→ PROVIDED TEXT:
<<<<
In JIT compiled code, these checks are not explicit i.e. no time is spent on executing any such checks. The VM simply handle the exception automatically. The only case where the VM can't handle it automatically is when it encounters a native method in the call chain. Go figure! That's when it has to hand control over to the native method, and let the native method do the check explicitly.

Apart from these, there are other costs to using native methods that hurts performance. These include marshalling costs of method arguments and return values. Remember that CVM uses 2 stacks: a native stack, and a Java stack. Arguments will need to be marshalled across these stacks. Even JavaSE's VM which uses only one stack will incur additional marshalling costs when crossing from Java code to native, and vice versa. However, their cost is less than CVM's.

Another cost is the cost of VM state changes. In CVM, a thread is always in one of 2 states: GC safe or GC unsafe. I'll leave the meaning of these states for a later day when I discuss the GC (garbage collector). But for reasons not explained here but are necessary, native methods need to operate in a mostly GC safe state, while for performance reasons, compiled code operate in a mostly GC unsafe state. Going across that boundary from compiled Java code to a native method will incur some additional overhead in terms of these state changes. The JavaSE VM also has similar (but different) VM states, and the issue exists there as well.

So, if you don't have a good reason for using a native method, then don't. Chances are your native code will be slower, and you may also get sloppy and introduce bugs (such as forgetting to do that exception check at the proper place). Native methods not only cannot be optimized by the JIT, it prevents the JIT from doing the best job it can as when there is no native methods in the call chain.

Why Bother?
So, why allow native methods at all? At some point, we will have to access OS or hardware resources. Even the Java libraries that provide access to these need to do some native work at some point. If the Java libraries do not provide access to these resources, then that may be a case when a native method is warranted. Chances are there will already be such APIs. If not, perhaps you should get involved with the JCP process and get a JSR together to handle the missing piece. You could go with the native method solution, but as I pointed out, there can be significant cost to doing so.
>>>>
→ DATA EXTRACT:
<<<<
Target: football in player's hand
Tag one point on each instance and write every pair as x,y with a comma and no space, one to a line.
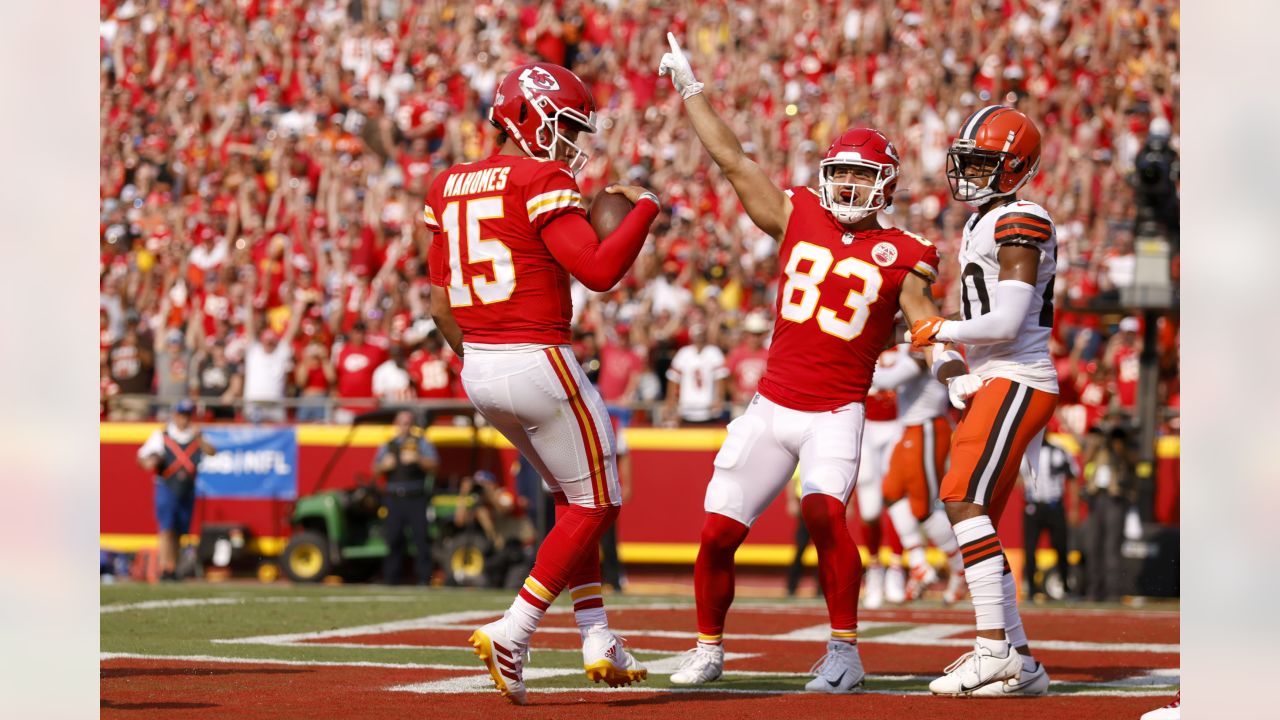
607,212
>>>>
→ REQUIRED TASKS:
A – According to the text on native methods, which two stacks does CVM use?
B – Rewrite the part of the text on native methods starting with "Why Bother?" and going on through "to doing so.", putting "Java Community Process" in place of "JCP process".
The listing has no connection to the text on native methods.

→ OUTPUTS FOR THE TASKS:
A – A native stack and a Java stack.

B –
Why Bother?
So, why allow native methods at all? At some point, we will have to access OS or hardware resources. Even the Java libraries that provide access to these need to do some native work at some point. If the Java libraries do not provide access to these resources, then that may be a case when a native method is warranted. Chances are there will already be such APIs. If not, perhaps you should get involved with the Java Community Process and get a JSR together to handle the missing piece. You could go with the native method solution, but as I pointed out, there can be significant cost to doing so.